Alıştırma 1 - Aşağıdaki listede "For the benchmark, point to the tractor" ifadesini içeren satırdan başlayıp listenin sonuna kadar uzanan satırları, iki uç da dahil ve her satır için bir dize olacak biçimde, boş satırları atlayarak bir JSON listesi olarak verin. Resimleri yanıta almayın.

Verilen alıntı -
● ● ●
AKP’nin verdiği son işaretler, maalesef endişelerimizi doğrular nitelikte. İktidar partisi, kapatılmaktan kurtulmak için “Atatürkçülük yarışı”na hız vermiş görünüyor.
Bunun en son örnekleri, hafta sonu yapılan Gençlik Kolları Olağan Kongresinde sergilendi.
Kongrede 10. Yıl Marşıyla “Atatürk’ün izindeyiz” şarkısının çalınması başlı başına enteresan.
O 10. Yıl Marşı ki, 28 Şubat’ın simgesi haline getirilmiş ve olur olmaz her yerde çalınır olması en başta AKP’liler tarafından eleştirilmişti.
Ancak gelinen noktada bakıyoruz; AKP kapatma dâvâsı sonrasında bu marşa adeta kendi marşı gibi sahiplenmenin sinyallerini veriyor.
● ● ●
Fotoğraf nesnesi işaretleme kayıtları
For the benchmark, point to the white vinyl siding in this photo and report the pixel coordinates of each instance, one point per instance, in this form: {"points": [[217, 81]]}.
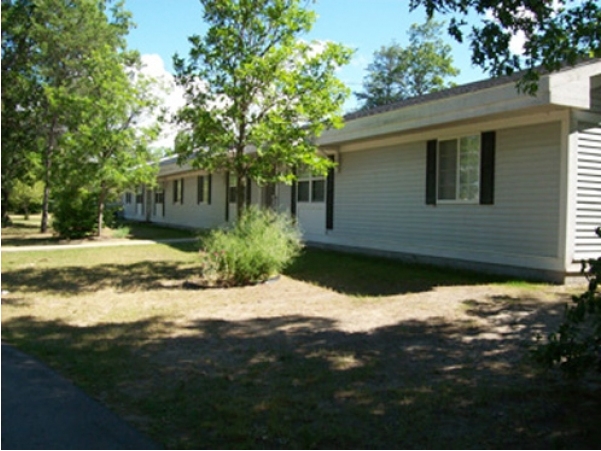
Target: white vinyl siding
{"points": [[190, 213], [588, 193], [380, 193]]}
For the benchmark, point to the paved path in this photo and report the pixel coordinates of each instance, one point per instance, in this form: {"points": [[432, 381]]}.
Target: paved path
{"points": [[42, 410], [54, 247]]}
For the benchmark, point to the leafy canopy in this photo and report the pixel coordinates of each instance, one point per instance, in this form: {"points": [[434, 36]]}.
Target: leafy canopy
{"points": [[398, 72], [257, 95], [554, 33]]}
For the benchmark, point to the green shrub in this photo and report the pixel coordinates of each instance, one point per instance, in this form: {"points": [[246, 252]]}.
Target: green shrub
{"points": [[576, 346], [258, 246], [121, 232], [27, 198], [75, 213]]}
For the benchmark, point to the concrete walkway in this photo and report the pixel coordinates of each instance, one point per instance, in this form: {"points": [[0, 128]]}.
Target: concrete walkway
{"points": [[54, 247], [42, 410]]}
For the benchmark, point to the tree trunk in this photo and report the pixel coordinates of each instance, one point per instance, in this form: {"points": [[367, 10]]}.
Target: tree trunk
{"points": [[45, 202], [5, 217], [240, 195], [49, 151], [101, 198]]}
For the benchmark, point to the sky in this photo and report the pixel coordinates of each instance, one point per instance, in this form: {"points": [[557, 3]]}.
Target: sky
{"points": [[163, 28]]}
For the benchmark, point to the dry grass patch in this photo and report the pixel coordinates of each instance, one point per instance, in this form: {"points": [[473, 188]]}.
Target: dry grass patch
{"points": [[317, 359]]}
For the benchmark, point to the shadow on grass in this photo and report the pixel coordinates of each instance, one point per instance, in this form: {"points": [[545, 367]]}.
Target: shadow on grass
{"points": [[29, 241], [73, 280], [361, 275], [149, 231], [345, 273], [300, 382]]}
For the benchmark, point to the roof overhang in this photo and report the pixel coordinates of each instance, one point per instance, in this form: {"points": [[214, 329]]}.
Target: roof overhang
{"points": [[569, 88]]}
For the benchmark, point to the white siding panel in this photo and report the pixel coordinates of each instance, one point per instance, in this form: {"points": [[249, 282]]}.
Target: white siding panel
{"points": [[380, 203], [588, 193], [190, 213]]}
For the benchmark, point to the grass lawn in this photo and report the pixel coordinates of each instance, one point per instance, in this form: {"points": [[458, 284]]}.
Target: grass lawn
{"points": [[342, 352], [25, 232]]}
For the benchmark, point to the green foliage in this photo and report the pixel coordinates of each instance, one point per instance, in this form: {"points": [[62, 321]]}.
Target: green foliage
{"points": [[252, 84], [259, 245], [75, 213], [121, 232], [27, 198], [576, 346], [554, 33], [398, 72]]}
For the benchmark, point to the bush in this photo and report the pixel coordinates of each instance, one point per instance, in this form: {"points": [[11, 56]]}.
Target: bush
{"points": [[258, 246], [75, 213], [26, 199], [576, 346]]}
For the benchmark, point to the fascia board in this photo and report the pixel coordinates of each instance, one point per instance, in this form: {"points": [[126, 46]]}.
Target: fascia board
{"points": [[572, 88], [491, 101]]}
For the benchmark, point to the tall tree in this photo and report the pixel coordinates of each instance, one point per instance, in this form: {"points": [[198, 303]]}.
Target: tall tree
{"points": [[112, 150], [257, 95], [398, 72], [66, 35], [20, 95], [554, 33]]}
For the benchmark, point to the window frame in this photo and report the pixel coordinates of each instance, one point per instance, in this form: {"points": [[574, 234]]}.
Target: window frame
{"points": [[457, 200], [178, 191], [306, 176]]}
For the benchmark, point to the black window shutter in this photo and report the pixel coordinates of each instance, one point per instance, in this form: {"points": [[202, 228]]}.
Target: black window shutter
{"points": [[431, 172], [200, 185], [248, 192], [330, 198], [227, 196], [487, 168], [293, 198], [209, 188]]}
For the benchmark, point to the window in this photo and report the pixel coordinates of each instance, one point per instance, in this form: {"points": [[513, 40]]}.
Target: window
{"points": [[459, 169], [203, 189], [178, 191], [139, 196], [233, 189], [159, 196], [311, 188]]}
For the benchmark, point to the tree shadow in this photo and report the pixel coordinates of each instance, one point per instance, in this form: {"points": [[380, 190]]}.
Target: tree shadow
{"points": [[73, 280], [301, 382], [361, 275]]}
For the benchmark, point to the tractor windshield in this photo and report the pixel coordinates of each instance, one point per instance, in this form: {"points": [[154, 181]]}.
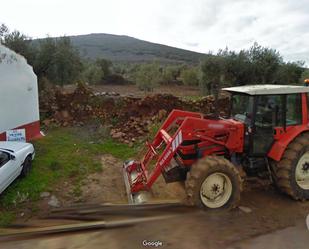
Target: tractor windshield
{"points": [[242, 107]]}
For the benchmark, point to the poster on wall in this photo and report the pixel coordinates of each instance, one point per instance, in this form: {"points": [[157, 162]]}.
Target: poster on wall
{"points": [[18, 135]]}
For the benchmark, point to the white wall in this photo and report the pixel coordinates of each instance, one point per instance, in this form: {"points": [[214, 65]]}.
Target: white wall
{"points": [[18, 91]]}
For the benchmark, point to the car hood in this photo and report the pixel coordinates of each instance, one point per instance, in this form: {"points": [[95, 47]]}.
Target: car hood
{"points": [[14, 146]]}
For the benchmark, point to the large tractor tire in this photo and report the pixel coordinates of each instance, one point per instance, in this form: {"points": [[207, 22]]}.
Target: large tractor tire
{"points": [[292, 171], [213, 182]]}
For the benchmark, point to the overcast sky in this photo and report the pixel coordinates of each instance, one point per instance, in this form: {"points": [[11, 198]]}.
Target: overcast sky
● ● ●
Alıştırma 2 - Yukarıdaki alıntıyı iki cümleyle özetleyin.

Tam çıktı 1 -
[
  "For the benchmark, point to the tractor windshield in this photo and report the pixel coordinates of each instance, one point per instance, in this form: {\"points\": [[154, 181]]}.",
  "Target: tractor windshield",
  "{\"points\": [[242, 107]]}",
  "For the benchmark, point to the poster on wall in this photo and report the pixel coordinates of each instance, one point per instance, in this form: {\"points\": [[157, 162]]}.",
  "Target: poster on wall",
  "{\"points\": [[18, 135]]}",
  "For the benchmark, point to the white wall in this photo and report the pixel coordinates of each instance, one point per instance, in this form: {\"points\": [[214, 65]]}.",
  "Target: white wall",
  "{\"points\": [[18, 91]]}",
  "For the benchmark, point to the car hood in this photo and report the pixel coordinates of each instance, one point per instance, in this form: {\"points\": [[95, 47]]}.",
  "Target: car hood",
  "{\"points\": [[14, 146]]}",
  "For the benchmark, point to the large tractor tire in this photo and report the pixel coordinates of each instance, one point per instance, in this form: {\"points\": [[207, 22]]}.",
  "Target: large tractor tire",
  "{\"points\": [[292, 171], [213, 182]]}",
  "For the benchmark, point to the overcast sky in this photo and report the pixel coordinates of each instance, one point per instance, in this form: {\"points\": [[11, 198]]}.",
  "Target: overcast sky"
]

Tam çıktı 2 - AKP'nin son işaretleri yazarın endişelerini doğruluyor; iktidar partisi kapatılmaktan kurtulmak için "Atatürkçülük yarışı"na hız vermiş görünüyor ve bunun son örnekleri hafta sonu yapılan Gençlik Kolları Olağan Kongresinde sergilendi. Kongrede çalınan 10. Yıl Marşı, 28 Şubat'ın simgesi haline getirilmişti ve her yerde çalınması en başta AKP'liler tarafından eleştirilmişti; buna karşın AKP, kapatma davası sonrasında bu marşı adeta kendi marşı gibi sahiplenmenin sinyallerini veriyor.